What does this mean for users? Is Windows Phone 7 a viable platform worth a new two year contract?

Yes, but maybe not just yet. The truth is that WP7 has a lot of good but like the original iPhone, it's rough around the edges. A lot of those edges will be smoothed over the coming year.

Here's a quick recap of advantages the Windows Phone 7 offers over other platforms:

  • Start screen/menu navigation
  • Tiles that can be easily added or removed and provide constant updates
  • Apps that can extend content off screen and be swiped through for additional features
  • Social media integration baked into the OS
  • Office and Sharepoint built-in
  • Access to the Zune market (including subscription-based music)

On the flip side, here are some of those rough edges that Microsoft is still working out:

  • A CDMA version for sale on Verizon and Sprint
  • Copy and paste
  • Multitasking (ideally something similar to Apple's iOS approach rather than true multitasking like what you see in Android and the older Windows Mobile releases, which reduces performance and eats away at battery life)
  • Enterprise management and integration (something that's still shocking to me given the management capabilities in Windows Mobile that were part of Exchange)
  • A more robust app Marketplace and better relationships with developers

Ultimately, this list of issues is a big part of the reason that sales haven't been all that strong (though lacking the two biggest U.S. carriers for the launch is likely the biggest factor). It's worth remembering that the first iPhone didn't have anywhere near the success of the iPhone 4 when it launch three and half years ago (mostly for similar reasons).

So, should you consider on Windows Phone 7 on your next smartphone? Maybe, but probably not for at least two or three months.

=== EXERCISE TASKS ===
a) Answer these questions using the Windows Phone 7 article:
(i) Which two pieces of software does the article list as built into Windows Phone 7?
(ii) On which carriers is a CDMA version of the phone still not for sale?
(iii) What does the article name as likely the biggest factor in weak sales?
b) The Windows Phone 7 article prefers a multitasking approach like Apple's iOS over true multitasking. Explain why.
The material that follows comes from a different source than the Windows Phone 7 article.

=== RAW RECORDS ===
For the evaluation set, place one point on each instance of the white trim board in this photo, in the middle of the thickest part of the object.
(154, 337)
...
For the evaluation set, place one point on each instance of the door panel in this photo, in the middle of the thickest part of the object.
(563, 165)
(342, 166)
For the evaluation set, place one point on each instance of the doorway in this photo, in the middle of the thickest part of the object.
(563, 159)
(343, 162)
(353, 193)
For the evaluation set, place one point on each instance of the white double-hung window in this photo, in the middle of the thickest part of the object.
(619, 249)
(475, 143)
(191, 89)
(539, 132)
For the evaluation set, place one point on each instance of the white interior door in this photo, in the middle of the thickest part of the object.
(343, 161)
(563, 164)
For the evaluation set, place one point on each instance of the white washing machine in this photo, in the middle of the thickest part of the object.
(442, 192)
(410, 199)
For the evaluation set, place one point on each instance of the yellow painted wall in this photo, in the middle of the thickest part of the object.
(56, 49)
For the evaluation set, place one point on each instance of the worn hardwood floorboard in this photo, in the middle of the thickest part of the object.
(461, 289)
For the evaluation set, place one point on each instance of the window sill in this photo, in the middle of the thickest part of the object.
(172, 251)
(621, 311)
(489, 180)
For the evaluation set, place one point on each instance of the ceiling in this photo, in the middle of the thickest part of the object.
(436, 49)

=== EXERCISE ANSWERS ===
a)
(i) Office and Sharepoint.
(ii) Verizon and Sprint.
(iii) The phone launched without the two biggest U.S. carriers.

b) True multitasking, as seen in Android and older Windows Mobile releases, reduces performance and eats away at battery life. For that reason, the article says an approach similar to Apple's iOS would be ideal.